* start Text shown *
Below is the updated patch, it fixed 2 issues:
1. If the extent count is 0, we should truncated it to the "src_desc (struct 
stat)buf.st_size" if
possible instead of return.
2. I just think of another possible issue, if ioctl(2) fails, but it is not the 
first time in the
loop.  In this point, we also need to stop the copy rather than fall back to 
the normal one.
Otherwise, the destination file will be corrupted as well, Am I right?


>From 9d049ceef3cfefbf3a85254044458dd9a39eb944 Mon Sep 17 00:00:00 2001
From: Jie Liu <address@hidden>
Date: Thu, 22 Apr 2010 21:48:09 +0800
Subject: [PATCH 1/1] Add fiemap support for efficient sparse file copy.

Signed-off-by: Jie Liu <address@hidden>
---
 src/copy.c |  158 ++++++++++++++++++++++++++++++++++++++++++++++++++++++++++++
 1 files changed, 158 insertions(+), 0 deletions(-)
* end Text shown *
**Problems to solve**.
**1.** Translate this sentence from the fiemap patch message into Spanish: "Add fiemap support for efficient sparse file copy."
**2.** According to the fiemap patch message, which source file does the patch change?
* start Stored records *
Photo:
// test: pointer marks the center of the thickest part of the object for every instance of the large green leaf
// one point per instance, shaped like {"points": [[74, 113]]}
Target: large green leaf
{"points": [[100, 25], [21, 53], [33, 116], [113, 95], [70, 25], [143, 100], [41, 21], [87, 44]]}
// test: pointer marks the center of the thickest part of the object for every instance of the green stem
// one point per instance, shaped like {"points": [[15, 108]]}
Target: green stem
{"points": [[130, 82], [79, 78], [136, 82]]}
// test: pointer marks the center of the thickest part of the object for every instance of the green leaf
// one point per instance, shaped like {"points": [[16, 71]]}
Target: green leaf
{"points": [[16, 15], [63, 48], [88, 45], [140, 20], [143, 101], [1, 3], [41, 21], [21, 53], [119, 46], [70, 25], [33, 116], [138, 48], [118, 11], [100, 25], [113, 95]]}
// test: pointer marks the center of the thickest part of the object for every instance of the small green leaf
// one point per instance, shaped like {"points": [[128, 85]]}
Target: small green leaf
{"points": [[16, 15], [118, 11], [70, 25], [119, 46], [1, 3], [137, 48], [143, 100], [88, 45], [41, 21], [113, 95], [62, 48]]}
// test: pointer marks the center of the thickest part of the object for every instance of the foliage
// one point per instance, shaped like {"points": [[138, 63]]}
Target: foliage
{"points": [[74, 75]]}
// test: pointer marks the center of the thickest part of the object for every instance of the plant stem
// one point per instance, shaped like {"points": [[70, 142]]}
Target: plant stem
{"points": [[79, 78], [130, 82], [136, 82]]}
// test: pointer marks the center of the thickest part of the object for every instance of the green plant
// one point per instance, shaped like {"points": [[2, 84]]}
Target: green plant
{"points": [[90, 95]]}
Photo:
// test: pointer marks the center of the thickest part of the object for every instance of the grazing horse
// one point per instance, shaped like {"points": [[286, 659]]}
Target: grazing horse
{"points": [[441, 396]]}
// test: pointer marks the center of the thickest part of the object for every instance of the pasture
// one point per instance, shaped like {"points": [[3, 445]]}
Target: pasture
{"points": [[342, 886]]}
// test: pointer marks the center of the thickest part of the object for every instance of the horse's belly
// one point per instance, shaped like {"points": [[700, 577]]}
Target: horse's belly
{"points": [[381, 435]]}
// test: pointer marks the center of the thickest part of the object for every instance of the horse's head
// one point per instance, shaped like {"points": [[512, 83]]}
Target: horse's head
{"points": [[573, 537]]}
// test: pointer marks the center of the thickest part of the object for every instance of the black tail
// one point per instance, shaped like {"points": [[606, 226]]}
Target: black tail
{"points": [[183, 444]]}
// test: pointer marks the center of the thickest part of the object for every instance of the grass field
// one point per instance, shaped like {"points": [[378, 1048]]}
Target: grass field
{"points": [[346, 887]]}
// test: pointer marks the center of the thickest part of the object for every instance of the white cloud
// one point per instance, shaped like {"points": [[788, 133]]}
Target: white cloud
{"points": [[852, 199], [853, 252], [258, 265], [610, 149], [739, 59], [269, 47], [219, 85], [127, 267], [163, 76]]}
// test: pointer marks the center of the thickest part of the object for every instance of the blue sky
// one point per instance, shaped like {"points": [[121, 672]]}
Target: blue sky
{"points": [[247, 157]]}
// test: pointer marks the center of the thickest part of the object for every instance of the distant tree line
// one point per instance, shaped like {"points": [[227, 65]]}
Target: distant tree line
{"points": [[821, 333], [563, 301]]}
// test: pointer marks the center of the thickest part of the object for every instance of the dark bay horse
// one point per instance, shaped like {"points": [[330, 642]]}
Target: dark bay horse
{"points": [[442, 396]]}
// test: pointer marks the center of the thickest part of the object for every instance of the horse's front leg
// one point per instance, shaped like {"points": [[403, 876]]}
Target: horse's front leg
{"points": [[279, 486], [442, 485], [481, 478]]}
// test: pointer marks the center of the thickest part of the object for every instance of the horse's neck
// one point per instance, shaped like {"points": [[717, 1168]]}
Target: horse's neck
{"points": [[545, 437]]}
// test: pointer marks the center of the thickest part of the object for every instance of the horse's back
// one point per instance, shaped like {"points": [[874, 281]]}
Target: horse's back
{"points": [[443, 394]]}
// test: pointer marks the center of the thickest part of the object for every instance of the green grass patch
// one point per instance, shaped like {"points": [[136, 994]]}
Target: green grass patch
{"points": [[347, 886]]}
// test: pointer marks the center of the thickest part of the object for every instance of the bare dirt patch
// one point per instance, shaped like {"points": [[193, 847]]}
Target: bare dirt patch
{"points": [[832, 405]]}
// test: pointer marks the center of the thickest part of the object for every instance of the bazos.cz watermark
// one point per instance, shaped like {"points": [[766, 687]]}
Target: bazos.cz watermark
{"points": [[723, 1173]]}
* end Stored records *
**Solutions to the exercise**.
**1.** Añadir compatibilidad con fiemap para una copia eficiente de archivos dispersos.

**2.** src/copy.c